ACTIVITY — Filter the records below for the word "granite". Keep each line that has it.

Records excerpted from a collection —
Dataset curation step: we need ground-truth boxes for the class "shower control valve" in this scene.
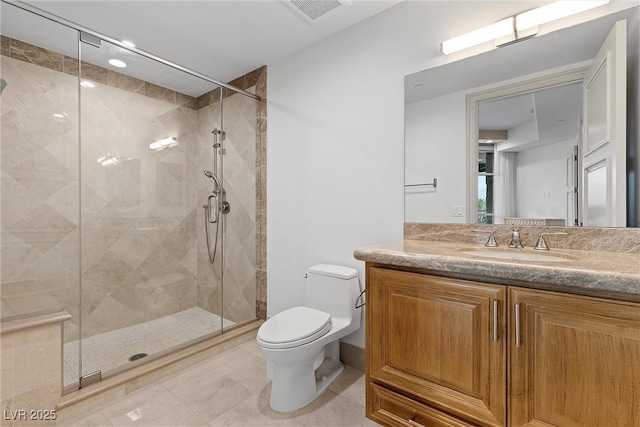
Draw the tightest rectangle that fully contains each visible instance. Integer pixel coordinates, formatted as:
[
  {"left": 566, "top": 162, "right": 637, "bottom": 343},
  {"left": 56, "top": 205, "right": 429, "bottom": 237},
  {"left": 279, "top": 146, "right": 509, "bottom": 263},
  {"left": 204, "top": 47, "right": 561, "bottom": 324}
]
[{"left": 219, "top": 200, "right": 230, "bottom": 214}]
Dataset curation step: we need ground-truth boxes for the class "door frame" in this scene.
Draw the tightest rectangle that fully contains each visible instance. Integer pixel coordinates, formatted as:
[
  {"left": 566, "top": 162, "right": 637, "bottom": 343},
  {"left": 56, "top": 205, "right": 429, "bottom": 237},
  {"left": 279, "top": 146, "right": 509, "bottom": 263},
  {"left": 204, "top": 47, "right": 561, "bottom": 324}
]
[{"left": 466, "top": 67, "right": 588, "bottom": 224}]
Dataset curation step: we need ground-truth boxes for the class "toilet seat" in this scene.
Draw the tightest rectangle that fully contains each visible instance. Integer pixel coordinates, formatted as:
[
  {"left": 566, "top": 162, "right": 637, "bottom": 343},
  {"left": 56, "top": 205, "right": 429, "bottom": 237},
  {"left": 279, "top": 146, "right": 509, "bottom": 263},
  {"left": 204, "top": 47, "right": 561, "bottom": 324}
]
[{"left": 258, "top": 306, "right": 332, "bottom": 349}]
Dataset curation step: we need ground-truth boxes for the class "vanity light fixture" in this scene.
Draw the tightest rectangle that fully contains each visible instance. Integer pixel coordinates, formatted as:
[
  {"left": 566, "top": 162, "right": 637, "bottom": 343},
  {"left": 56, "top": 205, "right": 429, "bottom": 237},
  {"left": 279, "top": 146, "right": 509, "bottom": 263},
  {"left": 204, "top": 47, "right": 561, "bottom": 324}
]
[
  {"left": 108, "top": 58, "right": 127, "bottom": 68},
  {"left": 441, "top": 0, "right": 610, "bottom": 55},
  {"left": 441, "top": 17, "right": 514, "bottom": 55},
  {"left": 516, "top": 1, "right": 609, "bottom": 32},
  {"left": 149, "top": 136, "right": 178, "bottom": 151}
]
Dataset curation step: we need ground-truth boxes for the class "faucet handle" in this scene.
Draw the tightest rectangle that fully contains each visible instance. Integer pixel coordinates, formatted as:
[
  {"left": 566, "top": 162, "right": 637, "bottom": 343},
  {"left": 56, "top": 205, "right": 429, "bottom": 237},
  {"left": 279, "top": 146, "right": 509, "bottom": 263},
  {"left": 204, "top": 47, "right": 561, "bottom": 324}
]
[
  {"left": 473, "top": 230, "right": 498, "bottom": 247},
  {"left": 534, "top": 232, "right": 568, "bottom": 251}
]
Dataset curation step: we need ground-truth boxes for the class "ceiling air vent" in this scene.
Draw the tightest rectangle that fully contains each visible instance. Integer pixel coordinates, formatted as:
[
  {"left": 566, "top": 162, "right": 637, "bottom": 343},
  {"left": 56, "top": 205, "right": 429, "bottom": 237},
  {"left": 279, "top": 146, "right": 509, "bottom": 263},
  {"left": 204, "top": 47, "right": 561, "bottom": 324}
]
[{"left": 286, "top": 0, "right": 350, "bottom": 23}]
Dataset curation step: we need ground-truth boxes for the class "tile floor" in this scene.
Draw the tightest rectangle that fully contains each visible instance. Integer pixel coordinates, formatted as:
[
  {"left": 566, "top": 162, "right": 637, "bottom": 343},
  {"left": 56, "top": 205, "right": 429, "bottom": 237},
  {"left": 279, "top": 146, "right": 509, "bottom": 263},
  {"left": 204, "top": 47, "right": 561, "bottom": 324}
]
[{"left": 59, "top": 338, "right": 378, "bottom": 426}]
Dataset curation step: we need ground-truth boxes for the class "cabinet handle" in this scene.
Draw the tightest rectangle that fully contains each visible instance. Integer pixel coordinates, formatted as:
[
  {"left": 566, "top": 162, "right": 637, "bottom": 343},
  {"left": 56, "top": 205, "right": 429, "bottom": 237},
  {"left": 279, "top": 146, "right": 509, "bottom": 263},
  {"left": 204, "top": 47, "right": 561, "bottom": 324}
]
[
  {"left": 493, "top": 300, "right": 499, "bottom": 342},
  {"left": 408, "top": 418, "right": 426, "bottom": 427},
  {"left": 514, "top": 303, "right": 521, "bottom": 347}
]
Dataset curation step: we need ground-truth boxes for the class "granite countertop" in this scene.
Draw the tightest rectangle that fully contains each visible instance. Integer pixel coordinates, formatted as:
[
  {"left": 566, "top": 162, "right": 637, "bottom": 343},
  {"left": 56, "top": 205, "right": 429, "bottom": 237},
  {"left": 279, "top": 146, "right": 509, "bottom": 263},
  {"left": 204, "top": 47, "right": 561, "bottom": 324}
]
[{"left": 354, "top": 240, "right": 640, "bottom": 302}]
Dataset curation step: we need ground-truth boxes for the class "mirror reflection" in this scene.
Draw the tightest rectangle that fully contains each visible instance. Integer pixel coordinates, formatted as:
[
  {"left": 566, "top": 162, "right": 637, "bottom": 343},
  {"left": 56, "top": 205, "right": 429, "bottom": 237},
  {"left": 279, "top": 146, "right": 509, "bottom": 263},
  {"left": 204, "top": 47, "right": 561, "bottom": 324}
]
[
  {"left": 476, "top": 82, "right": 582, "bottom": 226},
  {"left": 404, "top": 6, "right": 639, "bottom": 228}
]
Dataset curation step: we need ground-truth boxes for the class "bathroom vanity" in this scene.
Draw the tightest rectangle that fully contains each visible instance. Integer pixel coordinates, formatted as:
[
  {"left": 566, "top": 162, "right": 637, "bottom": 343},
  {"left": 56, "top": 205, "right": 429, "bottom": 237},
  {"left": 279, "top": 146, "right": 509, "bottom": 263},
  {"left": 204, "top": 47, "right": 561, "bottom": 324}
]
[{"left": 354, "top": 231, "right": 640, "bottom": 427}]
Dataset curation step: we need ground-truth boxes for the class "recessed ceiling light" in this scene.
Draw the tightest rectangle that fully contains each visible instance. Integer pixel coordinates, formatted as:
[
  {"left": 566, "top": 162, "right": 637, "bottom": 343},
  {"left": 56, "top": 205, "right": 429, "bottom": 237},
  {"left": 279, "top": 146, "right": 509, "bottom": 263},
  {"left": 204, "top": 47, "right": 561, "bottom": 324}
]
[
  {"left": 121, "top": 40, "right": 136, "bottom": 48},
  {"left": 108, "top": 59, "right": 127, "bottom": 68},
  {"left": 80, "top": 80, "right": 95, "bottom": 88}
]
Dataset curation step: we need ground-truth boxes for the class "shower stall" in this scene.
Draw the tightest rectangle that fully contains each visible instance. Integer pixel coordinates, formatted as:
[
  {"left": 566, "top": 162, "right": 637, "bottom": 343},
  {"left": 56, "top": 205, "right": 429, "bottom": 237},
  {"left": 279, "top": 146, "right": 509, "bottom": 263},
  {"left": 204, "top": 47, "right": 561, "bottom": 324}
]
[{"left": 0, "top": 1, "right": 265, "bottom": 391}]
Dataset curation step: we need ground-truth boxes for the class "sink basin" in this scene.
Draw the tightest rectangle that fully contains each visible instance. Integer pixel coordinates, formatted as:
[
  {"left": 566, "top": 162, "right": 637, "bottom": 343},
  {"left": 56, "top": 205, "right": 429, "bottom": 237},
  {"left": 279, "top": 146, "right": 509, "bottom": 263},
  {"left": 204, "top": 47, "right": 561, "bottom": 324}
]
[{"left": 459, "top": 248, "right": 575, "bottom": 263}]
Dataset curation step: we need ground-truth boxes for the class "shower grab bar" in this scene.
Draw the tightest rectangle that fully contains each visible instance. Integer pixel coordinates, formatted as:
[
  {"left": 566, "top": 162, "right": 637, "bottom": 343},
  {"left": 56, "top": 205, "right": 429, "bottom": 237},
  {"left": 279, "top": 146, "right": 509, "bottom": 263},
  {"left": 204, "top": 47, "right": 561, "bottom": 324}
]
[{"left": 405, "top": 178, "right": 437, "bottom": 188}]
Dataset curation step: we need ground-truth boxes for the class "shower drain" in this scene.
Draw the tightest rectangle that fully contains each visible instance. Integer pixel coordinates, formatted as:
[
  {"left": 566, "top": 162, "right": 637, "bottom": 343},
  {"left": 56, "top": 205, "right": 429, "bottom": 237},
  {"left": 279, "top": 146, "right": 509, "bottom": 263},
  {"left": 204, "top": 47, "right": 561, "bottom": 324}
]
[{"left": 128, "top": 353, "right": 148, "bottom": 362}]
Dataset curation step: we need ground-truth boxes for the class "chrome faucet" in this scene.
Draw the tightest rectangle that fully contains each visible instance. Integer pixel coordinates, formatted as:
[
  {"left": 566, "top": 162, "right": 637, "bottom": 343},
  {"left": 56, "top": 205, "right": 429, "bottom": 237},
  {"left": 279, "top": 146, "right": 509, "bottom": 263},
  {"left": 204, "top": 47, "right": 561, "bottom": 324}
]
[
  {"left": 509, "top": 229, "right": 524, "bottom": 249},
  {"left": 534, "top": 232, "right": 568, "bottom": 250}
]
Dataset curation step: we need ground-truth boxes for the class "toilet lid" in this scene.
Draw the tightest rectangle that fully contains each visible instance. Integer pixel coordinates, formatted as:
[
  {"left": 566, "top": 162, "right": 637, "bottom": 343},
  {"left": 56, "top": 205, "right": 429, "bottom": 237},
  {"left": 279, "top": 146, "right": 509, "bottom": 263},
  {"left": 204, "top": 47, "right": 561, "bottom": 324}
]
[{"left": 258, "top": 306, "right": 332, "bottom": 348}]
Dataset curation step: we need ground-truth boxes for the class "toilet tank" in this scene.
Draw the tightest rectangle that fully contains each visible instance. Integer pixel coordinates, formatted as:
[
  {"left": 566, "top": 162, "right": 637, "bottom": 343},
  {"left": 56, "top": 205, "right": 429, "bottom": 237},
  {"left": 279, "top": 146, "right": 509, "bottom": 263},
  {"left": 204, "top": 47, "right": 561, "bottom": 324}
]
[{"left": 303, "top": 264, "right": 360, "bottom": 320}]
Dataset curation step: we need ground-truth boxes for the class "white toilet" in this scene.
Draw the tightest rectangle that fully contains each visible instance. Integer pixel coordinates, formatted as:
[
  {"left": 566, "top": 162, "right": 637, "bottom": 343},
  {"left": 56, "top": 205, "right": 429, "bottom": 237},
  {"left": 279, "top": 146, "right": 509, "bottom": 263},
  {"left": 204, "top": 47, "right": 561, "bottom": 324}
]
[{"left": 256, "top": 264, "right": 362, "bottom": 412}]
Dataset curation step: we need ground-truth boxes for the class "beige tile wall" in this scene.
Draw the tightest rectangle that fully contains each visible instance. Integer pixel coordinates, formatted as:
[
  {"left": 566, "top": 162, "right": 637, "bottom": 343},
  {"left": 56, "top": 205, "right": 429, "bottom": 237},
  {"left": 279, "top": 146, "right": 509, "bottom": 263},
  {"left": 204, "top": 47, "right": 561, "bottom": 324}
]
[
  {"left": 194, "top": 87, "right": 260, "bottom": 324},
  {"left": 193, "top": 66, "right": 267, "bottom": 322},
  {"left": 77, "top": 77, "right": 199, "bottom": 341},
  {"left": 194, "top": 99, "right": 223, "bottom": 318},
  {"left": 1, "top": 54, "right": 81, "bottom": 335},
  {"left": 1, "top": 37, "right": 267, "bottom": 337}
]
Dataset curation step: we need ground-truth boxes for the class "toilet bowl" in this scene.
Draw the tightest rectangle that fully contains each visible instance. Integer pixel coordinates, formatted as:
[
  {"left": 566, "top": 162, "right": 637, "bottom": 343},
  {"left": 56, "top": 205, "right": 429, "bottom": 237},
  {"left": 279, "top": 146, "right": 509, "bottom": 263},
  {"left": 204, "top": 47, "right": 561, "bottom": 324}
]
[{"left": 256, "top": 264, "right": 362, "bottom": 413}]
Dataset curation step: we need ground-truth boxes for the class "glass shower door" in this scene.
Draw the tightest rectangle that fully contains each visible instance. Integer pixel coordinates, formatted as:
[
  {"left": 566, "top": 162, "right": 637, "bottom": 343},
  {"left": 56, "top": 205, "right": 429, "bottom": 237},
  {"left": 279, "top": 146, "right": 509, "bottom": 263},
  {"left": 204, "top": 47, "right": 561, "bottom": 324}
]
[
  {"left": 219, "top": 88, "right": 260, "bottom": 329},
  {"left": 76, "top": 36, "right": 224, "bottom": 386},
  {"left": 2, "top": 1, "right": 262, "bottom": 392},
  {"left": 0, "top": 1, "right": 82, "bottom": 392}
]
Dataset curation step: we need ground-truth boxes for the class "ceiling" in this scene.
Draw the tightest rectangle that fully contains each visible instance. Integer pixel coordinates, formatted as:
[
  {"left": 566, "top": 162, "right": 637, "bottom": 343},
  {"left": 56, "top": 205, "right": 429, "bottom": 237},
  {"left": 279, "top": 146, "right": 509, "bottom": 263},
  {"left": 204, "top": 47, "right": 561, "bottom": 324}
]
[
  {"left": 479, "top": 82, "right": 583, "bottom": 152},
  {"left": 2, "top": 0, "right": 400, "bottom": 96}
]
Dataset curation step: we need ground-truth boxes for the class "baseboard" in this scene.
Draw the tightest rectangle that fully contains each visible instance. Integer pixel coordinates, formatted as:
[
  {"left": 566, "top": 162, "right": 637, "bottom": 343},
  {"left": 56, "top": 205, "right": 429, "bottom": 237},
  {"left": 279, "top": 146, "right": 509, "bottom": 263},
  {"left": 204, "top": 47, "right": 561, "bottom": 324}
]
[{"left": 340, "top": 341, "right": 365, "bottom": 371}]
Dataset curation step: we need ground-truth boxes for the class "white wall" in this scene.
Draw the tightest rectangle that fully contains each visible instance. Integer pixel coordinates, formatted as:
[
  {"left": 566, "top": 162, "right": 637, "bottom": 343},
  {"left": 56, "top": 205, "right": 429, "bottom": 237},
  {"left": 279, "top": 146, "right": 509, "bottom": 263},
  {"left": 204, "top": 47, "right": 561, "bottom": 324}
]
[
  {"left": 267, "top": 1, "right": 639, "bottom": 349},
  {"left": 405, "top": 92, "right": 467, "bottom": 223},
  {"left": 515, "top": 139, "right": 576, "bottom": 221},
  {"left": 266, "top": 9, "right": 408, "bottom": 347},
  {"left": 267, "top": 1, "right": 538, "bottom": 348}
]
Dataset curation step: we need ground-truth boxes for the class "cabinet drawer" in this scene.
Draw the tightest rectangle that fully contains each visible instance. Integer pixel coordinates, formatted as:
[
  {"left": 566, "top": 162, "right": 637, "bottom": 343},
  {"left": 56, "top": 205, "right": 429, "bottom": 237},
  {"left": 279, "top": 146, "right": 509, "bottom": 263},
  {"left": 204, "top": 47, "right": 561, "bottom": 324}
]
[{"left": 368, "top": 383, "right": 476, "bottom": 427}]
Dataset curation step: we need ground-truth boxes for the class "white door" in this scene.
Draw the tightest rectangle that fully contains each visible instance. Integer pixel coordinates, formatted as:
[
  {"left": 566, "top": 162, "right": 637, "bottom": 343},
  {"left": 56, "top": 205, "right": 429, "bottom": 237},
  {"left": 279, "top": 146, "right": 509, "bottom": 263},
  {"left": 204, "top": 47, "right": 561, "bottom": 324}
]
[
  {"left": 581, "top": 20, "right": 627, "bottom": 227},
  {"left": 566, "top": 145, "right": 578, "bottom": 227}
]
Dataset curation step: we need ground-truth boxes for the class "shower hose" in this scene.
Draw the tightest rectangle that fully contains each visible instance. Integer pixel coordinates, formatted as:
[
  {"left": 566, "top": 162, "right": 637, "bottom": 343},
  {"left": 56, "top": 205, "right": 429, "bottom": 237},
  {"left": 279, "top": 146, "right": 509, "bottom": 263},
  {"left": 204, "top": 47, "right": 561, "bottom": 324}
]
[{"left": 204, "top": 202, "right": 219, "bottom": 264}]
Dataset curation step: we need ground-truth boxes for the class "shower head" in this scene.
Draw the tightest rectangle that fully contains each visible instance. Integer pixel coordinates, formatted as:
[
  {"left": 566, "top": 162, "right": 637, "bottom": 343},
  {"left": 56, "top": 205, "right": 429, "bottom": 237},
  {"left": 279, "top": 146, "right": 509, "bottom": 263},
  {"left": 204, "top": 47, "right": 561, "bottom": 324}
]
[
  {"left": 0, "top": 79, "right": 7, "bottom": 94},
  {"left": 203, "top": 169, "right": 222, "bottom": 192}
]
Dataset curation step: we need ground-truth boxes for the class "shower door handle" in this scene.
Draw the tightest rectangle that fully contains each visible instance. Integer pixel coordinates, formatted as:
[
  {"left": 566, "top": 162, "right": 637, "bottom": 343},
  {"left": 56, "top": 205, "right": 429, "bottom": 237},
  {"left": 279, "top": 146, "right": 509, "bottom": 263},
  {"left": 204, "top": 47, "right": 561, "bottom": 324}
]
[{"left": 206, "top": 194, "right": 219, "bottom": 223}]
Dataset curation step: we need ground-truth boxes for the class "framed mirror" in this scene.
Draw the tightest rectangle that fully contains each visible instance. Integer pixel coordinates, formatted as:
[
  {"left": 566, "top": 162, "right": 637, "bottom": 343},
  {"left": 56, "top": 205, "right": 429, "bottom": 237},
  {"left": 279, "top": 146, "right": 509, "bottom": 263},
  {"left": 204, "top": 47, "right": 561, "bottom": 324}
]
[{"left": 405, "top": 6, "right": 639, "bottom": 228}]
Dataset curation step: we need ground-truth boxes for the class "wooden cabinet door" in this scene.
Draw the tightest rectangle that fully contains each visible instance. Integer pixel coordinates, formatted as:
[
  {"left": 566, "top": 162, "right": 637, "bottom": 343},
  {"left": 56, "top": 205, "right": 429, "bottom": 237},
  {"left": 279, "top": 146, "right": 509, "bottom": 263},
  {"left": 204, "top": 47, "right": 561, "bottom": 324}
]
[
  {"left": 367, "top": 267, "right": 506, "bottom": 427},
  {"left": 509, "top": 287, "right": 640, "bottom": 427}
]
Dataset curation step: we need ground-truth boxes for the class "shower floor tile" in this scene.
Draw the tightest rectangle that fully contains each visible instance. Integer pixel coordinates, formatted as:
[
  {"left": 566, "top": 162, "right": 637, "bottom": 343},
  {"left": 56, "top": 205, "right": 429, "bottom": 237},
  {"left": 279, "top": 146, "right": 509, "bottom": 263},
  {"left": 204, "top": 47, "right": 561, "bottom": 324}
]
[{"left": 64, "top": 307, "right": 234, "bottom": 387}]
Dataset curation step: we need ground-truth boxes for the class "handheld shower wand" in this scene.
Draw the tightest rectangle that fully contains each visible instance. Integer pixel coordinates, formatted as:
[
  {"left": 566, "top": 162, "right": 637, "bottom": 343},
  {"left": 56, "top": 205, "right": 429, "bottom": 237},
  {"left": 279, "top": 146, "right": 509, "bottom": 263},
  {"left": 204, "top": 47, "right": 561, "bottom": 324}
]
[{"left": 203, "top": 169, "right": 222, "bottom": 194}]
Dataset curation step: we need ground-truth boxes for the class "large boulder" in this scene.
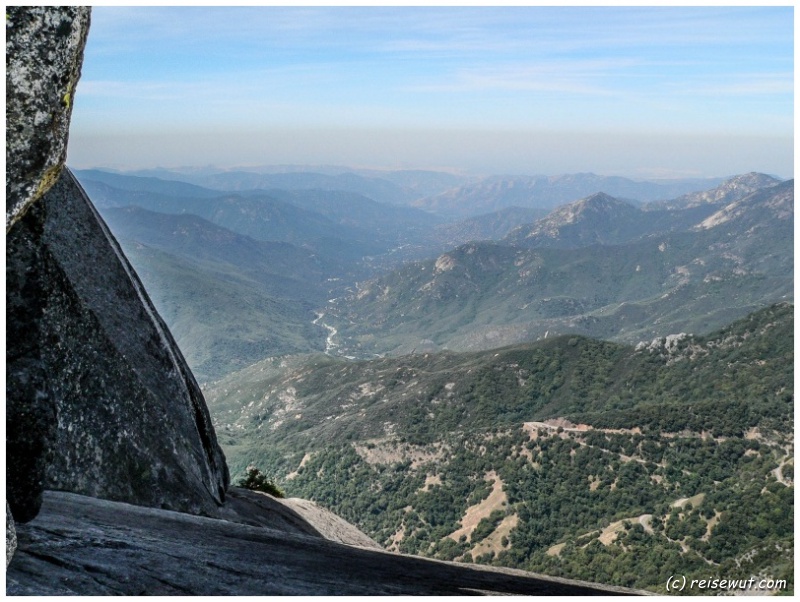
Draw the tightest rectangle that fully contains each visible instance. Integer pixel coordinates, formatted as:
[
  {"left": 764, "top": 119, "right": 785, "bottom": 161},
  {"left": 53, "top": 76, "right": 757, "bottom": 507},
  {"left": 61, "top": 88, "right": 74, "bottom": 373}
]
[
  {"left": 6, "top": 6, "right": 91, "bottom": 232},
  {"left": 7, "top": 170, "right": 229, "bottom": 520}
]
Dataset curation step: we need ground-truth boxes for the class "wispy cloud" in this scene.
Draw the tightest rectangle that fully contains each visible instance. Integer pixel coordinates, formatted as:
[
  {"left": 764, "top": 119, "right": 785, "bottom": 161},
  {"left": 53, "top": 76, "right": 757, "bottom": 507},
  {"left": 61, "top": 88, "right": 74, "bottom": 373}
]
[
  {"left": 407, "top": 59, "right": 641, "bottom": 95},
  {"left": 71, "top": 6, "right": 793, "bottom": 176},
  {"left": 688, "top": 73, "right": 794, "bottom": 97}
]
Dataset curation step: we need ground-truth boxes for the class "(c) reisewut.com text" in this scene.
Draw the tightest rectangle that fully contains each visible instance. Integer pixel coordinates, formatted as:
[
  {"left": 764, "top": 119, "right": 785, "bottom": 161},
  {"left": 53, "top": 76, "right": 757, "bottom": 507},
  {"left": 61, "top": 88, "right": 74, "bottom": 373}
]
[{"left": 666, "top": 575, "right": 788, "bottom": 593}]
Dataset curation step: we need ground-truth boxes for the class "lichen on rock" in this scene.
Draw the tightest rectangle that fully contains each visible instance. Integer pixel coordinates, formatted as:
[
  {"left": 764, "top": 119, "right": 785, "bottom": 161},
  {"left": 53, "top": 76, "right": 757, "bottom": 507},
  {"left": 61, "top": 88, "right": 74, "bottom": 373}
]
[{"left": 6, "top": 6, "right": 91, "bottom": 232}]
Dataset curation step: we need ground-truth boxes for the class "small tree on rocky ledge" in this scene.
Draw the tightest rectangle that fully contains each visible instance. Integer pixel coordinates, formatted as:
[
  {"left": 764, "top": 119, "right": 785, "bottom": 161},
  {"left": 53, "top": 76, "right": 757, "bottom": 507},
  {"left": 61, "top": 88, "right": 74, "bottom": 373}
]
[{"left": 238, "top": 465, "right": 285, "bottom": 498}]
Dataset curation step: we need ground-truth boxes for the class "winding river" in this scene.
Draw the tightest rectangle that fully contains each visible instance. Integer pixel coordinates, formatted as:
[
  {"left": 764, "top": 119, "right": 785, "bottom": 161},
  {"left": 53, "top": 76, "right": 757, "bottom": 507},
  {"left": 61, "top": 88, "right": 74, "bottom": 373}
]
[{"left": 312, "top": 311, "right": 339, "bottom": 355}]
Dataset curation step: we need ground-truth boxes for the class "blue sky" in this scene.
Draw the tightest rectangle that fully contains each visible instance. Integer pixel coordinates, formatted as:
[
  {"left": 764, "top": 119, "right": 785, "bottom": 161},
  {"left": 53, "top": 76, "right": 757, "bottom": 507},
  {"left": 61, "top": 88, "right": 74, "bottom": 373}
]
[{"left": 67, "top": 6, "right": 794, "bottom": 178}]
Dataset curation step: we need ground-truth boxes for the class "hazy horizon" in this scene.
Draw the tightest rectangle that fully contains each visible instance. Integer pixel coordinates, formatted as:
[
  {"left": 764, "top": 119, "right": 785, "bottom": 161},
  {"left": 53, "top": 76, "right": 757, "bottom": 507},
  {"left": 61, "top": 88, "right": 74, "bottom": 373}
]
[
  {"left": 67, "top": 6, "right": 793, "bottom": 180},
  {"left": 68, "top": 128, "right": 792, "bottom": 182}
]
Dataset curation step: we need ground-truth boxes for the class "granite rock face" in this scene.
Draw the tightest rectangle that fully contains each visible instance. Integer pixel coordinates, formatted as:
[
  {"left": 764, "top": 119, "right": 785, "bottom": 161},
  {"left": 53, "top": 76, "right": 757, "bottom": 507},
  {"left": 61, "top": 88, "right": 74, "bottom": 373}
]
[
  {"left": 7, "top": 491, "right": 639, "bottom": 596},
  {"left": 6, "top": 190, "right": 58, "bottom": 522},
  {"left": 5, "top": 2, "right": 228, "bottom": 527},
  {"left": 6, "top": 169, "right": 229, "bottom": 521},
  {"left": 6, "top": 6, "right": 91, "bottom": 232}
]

ANSWER TO THE PROBLEM —
Dataset curation step: we need ground-truth boxes for the class "granite countertop" in this scene.
Dataset curation step: we need ground-truth boxes for the class "granite rock face" in this scene.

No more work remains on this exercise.